§ **EXTRAIT DU DOCUMENT**
═══
Est-ce que l'histoire mentionnée dans ta biographie de l'école de claquette où tu aurais trouvé ta vocation est vraie ou fausse ?
Hawksley Workman : Heu, elle est fausse ! Mais j'aime écrire des histoires, le monde est trop obsédé par la "vérité" en ce moment : Big Brother, le Loft, Star Academy, tout cela est merdique ! Ce qui fait que la vie est excitante, belle et plaisante, c'est la vérité du cœur... Je préfère éviter la vérité autant que possible et créer de toutes pièces des histoires ; elles ne sont pas fausses, la vérité est une petite graine et cette graine donne une histoire...

Sur scène, pendant Sad house daddy, tu exécutes un magistral solo de bâtons. Comment as-tu eu cette idée ?
Hawksley Workman : Depuis que je suis petit, je voulais faire ça ! Je suis batteur et ce sont des mouvements similaires à la batterie mais en utilisant mes pieds et les bâtons ! C'est comme si je jouais de la batterie ! C'est très facile à faire !

A Vienne, tu as aussi gratifié le public d'un solo de batterie qui réussissait à être drôle, puissant et agréable à entendre, même si on déteste les soli de batterie à la Guns ‘n' Roses...
Hawksley Workman : Ça me manque de ne pas jouer de la batterie ! J'essaie donc de me retrouver derrière les fûts pendant deux minutes ! Moi non plus, je n'aime pas les soli de batterie ; mais je fais quelque chose de différent, c'est fait pour le plaisir, je ne suis pas sérieux comme dans le jazz...



Connais-tu le succès dans ton pays, le Canada, et chez le voisin américain ?
Hawksley Workman : Au Canada, oui. Aux Etats-Unis, je ne travaille pas beaucoup, seulement dans l'état de New-York.

Tu as des projets de tournée aux USA ?
Hawksley Workman : Non pas vraiment... Tourner en Europe c'est mieux ! Il y a plus d'argent aux USA mais le cœur européen et l'oreille européenne sont mieux pour ma musique. L'Amérique, c'est un monde très différent ! On verra peut-être un jour comment tournent les choses mais je ne meurs pas d'impatience à l'idée de tourner aux USA !
═══
§ **À COMPLÉTER**
1 – Dans l'entretien avec Hawksley Workman, dans quel État américain dit-il travailler ?
2 – Reprenez l'entretien avec Hawksley Workman après sa dernière réponse.
═══
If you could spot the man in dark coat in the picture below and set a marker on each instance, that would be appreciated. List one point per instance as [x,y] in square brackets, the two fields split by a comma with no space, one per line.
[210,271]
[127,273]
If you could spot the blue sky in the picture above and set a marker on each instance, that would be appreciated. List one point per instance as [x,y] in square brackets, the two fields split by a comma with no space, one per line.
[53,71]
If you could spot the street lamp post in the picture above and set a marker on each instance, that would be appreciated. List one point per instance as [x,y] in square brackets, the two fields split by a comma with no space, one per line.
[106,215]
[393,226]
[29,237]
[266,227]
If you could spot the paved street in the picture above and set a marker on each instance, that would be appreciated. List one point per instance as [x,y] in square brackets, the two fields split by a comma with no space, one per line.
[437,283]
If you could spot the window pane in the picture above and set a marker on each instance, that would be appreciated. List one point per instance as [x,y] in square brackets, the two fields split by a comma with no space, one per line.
═══
§ **RÉPONSES PAR EXERCICE**
1 – Seulement dans l'État de New York.

2 –
Penses-tu que ta musique est plus "européenne" ?
Hawksley Workman : Ça sonne comme ça en effet mais je n'essaye pas de le faire consciemment, c'est naturel... Le goût européen est plus complexe, plus sophistiqué. En plus, ici, on prend plus le temps d'écouter alors qu'aux USA, ils écoutent les disques dans leur voiture entre leur maison et leur travail, ils ne prennent pas la peine d'aller voir ce que ça donne en concert...

Est-ce qu'on te propose souvent de collaborer avec d'autres musiciens ?
Hawksley Workman : J'ai collaboré avec le groupe français Aston Villa pour leur nouvel album qui sortira en novembre mais c'est dur de trouver le temps : maintenant, je suis trop occupé !

Tu as fais des premières parties de kat Onoma et de Noir Désir, que penses-tu de leur musique ?
Hawksley Workman : J'aime Kat Onoma et Noir Désir, ce sont de bons musiciens. Je connais aussi Sanseverino, qui donne des concerts excellents, et Les Têtes Raides qui sont aussi très à l'aise sur scène. Il y a beaucoup de groupes sympa en France...

Comment ce sont passées les premières parties de Noir Désir ? Cela ne doit pas être facile de convaincre un public dévoué à un seul groupe !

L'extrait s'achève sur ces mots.